[Written instruction]:
Please change every "instance" in the listing below to "item", then write out the lines again with all else unchanged.

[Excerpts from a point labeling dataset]
•••
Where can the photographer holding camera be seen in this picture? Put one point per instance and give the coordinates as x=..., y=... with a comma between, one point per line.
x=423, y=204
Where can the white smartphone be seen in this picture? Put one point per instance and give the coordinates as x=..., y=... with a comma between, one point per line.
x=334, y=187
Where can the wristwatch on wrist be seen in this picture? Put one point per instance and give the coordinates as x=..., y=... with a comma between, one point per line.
•••
[Answer to the task]:
Where can the photographer holding camera be seen in this picture? Put one point per item and give the coordinates as x=..., y=... with a comma between, one point per line.
x=423, y=204
Where can the white smartphone be seen in this picture? Put one point per item and give the coordinates as x=..., y=... with a comma between, one point per line.
x=334, y=187
Where can the wristwatch on wrist be seen in this picture? Put one point per item and give the coordinates as x=..., y=... with a comma between, one point per line.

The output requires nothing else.